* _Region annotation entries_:

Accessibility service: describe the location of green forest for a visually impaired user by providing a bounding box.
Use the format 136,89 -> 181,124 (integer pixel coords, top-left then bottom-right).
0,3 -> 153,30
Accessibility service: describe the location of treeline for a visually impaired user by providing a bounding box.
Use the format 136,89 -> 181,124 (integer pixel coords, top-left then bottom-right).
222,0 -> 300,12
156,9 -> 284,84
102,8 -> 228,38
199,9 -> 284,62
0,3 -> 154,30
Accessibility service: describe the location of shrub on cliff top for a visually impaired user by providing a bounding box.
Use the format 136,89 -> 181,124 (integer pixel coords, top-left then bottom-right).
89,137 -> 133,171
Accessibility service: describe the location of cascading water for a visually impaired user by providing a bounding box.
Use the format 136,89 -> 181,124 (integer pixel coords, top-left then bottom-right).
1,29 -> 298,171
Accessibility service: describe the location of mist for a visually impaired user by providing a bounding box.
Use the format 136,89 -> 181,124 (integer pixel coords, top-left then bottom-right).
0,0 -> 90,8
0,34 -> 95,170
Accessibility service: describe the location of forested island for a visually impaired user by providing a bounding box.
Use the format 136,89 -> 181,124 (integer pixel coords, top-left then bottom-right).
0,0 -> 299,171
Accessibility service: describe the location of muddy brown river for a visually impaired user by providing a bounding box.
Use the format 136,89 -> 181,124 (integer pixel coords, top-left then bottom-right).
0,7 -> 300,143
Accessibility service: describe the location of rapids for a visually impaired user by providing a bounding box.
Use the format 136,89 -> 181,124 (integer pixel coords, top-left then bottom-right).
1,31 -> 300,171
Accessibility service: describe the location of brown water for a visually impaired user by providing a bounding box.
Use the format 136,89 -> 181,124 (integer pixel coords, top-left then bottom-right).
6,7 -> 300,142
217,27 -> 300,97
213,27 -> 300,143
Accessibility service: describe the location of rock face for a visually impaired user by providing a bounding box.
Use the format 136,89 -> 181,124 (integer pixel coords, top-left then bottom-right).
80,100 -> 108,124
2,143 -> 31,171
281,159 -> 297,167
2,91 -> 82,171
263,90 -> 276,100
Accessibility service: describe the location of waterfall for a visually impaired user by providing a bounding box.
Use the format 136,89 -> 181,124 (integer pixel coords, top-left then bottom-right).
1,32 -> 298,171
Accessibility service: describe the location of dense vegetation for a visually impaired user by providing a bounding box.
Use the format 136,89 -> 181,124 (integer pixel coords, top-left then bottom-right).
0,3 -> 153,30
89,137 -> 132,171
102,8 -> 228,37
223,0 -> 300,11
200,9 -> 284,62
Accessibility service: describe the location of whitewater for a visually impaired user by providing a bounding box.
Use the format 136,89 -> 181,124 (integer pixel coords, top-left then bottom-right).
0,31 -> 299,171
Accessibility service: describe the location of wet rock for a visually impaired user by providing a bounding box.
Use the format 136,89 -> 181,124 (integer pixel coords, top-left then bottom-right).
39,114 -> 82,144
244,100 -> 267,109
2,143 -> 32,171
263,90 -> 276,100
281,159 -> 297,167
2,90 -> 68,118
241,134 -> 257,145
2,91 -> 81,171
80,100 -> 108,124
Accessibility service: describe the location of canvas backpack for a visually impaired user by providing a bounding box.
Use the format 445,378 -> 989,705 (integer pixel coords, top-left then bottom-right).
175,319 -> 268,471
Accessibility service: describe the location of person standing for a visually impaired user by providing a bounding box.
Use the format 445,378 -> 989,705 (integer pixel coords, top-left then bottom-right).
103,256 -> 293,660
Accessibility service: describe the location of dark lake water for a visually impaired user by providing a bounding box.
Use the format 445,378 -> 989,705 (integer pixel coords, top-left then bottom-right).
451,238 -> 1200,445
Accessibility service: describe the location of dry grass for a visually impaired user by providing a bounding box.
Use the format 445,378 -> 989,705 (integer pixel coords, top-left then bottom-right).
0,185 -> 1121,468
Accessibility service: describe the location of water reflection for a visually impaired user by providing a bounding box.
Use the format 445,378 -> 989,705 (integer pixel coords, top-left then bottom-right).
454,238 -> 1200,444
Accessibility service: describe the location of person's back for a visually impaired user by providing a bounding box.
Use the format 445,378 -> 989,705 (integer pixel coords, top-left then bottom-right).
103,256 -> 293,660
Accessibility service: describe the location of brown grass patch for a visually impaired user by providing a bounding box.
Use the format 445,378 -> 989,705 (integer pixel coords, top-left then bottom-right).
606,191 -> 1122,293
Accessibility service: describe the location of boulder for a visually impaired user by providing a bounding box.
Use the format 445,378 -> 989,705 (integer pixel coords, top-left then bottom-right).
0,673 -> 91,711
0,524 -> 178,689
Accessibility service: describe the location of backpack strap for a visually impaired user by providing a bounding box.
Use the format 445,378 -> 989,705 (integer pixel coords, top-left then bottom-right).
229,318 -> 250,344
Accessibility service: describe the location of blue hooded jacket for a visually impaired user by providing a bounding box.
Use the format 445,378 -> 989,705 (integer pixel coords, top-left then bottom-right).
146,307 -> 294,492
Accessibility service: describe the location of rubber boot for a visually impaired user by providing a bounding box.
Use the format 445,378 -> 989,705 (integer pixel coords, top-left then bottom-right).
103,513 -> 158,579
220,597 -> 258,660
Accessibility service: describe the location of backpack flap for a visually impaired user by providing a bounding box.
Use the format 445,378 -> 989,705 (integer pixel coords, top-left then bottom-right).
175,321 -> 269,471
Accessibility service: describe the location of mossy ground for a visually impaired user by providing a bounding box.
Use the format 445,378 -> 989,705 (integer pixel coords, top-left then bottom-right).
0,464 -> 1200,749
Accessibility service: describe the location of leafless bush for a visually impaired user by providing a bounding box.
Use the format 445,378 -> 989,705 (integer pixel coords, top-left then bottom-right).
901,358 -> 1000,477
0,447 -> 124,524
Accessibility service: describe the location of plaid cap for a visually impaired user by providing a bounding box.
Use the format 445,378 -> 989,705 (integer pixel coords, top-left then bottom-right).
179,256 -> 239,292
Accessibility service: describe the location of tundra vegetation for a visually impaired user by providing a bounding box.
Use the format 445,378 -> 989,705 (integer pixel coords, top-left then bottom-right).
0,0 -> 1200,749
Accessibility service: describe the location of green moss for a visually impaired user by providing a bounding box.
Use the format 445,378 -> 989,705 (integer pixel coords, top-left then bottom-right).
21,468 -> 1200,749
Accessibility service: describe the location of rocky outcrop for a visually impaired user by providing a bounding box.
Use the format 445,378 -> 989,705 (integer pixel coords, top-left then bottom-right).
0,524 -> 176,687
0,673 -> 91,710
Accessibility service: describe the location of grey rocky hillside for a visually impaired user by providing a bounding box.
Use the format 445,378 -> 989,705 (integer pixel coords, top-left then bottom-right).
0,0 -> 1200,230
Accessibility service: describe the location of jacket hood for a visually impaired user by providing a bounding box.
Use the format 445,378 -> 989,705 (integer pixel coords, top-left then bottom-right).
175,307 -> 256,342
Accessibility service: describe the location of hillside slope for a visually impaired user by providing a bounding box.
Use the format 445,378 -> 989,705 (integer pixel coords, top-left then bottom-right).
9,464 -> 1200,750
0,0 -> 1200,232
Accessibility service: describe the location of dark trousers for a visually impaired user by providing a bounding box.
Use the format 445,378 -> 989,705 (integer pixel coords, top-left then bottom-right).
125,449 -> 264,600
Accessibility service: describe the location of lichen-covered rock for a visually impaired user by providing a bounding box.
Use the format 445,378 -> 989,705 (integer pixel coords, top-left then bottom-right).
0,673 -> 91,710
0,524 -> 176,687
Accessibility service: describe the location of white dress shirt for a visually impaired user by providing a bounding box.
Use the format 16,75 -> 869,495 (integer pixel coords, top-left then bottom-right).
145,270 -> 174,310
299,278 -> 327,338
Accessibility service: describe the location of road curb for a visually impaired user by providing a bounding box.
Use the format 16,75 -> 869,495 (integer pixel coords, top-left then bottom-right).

* _Set task_: Restate word for word the lines from the one holding "Accessibility service: describe the location of lichen-covered" to the end of the listing, both ends included, and nothing more.

* _Correct result_:
Accessibility service: describe the location of lichen-covered rock for a visually impaired user by providing a bounding box.
Use the format 445,378 -> 989,705 (integer pixel coords, top-left then bottom-right).
0,673 -> 91,710
0,524 -> 176,687
Accessibility service: describe the location of white dress shirt for a visually impaired user by providing a bounding box.
Use the format 16,75 -> 869,495 (integer pixel coords, top-left then bottom-right).
145,270 -> 174,310
299,278 -> 327,338
Accessibility service: describe the location of road curb for a visually impaired user by providing a bounding box.
Use the format 16,75 -> 869,495 (integer pixel coords, top-left then bottom-right).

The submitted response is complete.